EXERCISE DETAILS ▸
Please rewrite the text lines of all the records below with "thickest part" replaced by "widest part" and nothing else changed. Leave the pictures out of your answer.

─── SUPPLIED MATERIAL ───

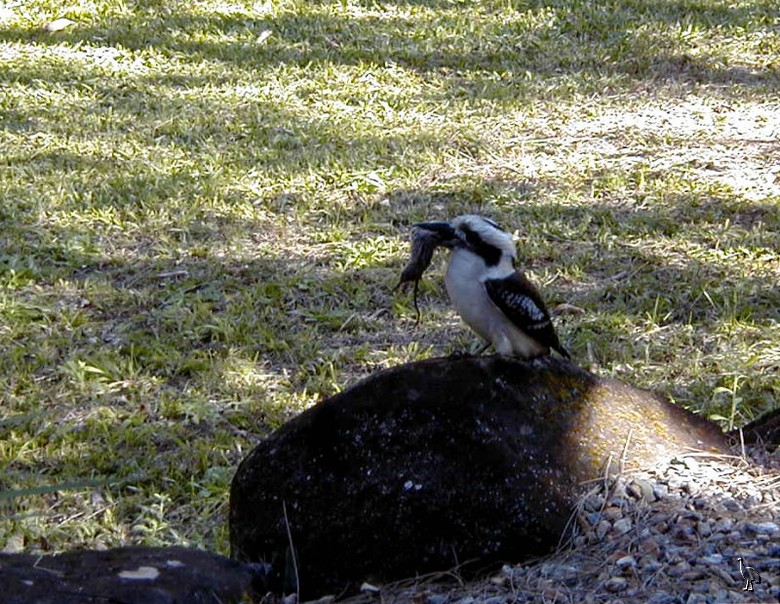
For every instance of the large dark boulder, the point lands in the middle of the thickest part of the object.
(429, 465)
(130, 575)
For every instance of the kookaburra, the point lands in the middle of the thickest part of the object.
(494, 299)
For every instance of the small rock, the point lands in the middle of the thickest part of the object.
(660, 491)
(615, 584)
(678, 569)
(622, 526)
(712, 560)
(723, 525)
(763, 527)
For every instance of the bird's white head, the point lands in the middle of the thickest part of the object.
(477, 234)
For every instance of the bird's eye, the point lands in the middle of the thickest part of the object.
(472, 237)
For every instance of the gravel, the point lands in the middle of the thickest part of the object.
(668, 534)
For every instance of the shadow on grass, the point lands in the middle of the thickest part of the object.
(588, 42)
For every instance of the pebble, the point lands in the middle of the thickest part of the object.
(616, 584)
(673, 536)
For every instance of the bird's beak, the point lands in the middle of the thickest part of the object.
(441, 232)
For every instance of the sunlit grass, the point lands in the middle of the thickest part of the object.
(206, 205)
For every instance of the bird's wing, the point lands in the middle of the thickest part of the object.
(522, 303)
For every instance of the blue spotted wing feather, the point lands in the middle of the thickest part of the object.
(522, 303)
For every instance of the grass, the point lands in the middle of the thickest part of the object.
(205, 207)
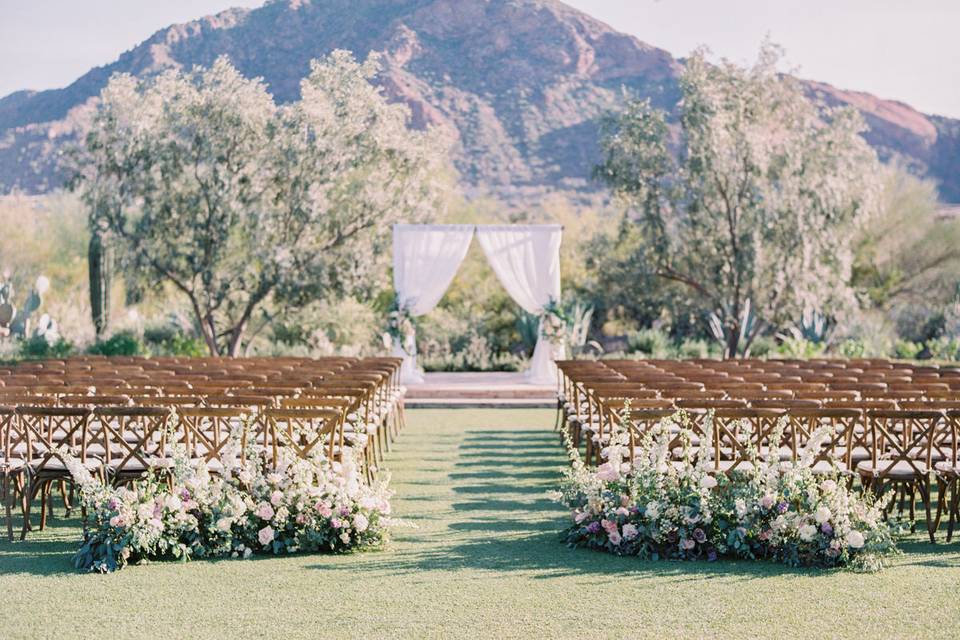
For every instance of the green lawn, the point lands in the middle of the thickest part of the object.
(484, 561)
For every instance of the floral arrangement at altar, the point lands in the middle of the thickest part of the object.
(300, 505)
(554, 323)
(655, 506)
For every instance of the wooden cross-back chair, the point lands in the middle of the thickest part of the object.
(207, 430)
(901, 455)
(12, 465)
(45, 432)
(303, 431)
(134, 440)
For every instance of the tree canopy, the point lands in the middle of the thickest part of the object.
(240, 204)
(749, 202)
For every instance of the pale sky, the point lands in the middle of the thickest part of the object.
(907, 50)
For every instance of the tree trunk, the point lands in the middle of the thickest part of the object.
(733, 341)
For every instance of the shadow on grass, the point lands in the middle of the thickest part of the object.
(44, 553)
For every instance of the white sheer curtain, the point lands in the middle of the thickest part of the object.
(425, 260)
(526, 260)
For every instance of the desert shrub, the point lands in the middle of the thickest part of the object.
(122, 343)
(652, 343)
(762, 346)
(907, 350)
(944, 348)
(39, 347)
(851, 348)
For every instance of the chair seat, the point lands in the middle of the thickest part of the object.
(901, 470)
(11, 465)
(57, 465)
(948, 469)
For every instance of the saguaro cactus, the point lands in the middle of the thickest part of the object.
(100, 264)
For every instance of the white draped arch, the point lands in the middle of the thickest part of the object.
(525, 258)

───

RESPONSE ▸
For every instance of the large dark boulder, the point lands in the middle of the widest part of the object.
(429, 465)
(130, 575)
For every instance of the kookaburra, the point lands in the middle of the widest part of the object.
(494, 299)
For every instance of the small rock, the point lands in the middle of the widest part of the object.
(660, 491)
(615, 584)
(678, 569)
(622, 526)
(712, 560)
(723, 525)
(763, 527)
For every instance of the bird's white head, the point lands in the middle of the widest part of the object.
(477, 234)
For every instance of the bird's eye, the point lands in the middle of the widest part of the object.
(472, 237)
For every instance of the gravel, the point lands in the middle of the widest part of the object.
(668, 534)
For every instance of the shadow on grass, the point lands in the middle of the widest part of the object.
(588, 42)
For every instance of the pebble, the point lands in the middle of the widest part of the object.
(616, 584)
(673, 536)
For every instance of the bird's beak, the point lands in the middle of the widest part of the object.
(441, 232)
For every instance of the sunlit grass, the point lands in the middle of the widest part of the object.
(206, 205)
For every instance of the bird's wing, the point lands in the middle of the widest part of the object.
(522, 303)
For every instance of the blue spotted wing feather, the point lands in the middle of the widest part of the object.
(522, 303)
For every instance of the grass, the point lands in the middle of the widest part of the object.
(205, 207)
For every instance of the green lawn, the point lands in the middle of the widest part of the object.
(484, 561)
For every instance of the floral arrangement at altar, the point lands in the middle of the widest part of the object.
(300, 505)
(554, 323)
(655, 506)
For every instance of the wooden cross-back chair, the point lands in the middle of the widest part of the object.
(207, 430)
(901, 455)
(12, 465)
(45, 432)
(303, 431)
(134, 440)
For every instance of the tree canopy, the point lands in the middle of the widest part of the object.
(240, 204)
(749, 202)
For every instance of the pale sky, the point lands in the middle of the widest part of the object.
(907, 50)
For every instance of the tree trunk, the point lands in the middle of the widest part of the object.
(733, 341)
For every instance of the shadow on grass, the point lands in the middle of the widest part of the object.
(44, 553)
For every instance of the white sheer curtain, the point lands in the middle of the widest part of the object.
(425, 260)
(526, 260)
For every instance of the desert shrub, the point lands in the middle of the widest part of the object.
(122, 343)
(652, 343)
(762, 346)
(907, 350)
(944, 348)
(39, 347)
(851, 348)
For every instance of the chair seat, the point lands in the middle of the widest part of the object.
(901, 470)
(11, 465)
(57, 465)
(948, 469)
For every instance of the saguaro cactus, the point lands in the middle of the widest part of the object.
(100, 264)
For every instance of the white draped arch, the point lands in the middle of the widest part of the object.
(525, 258)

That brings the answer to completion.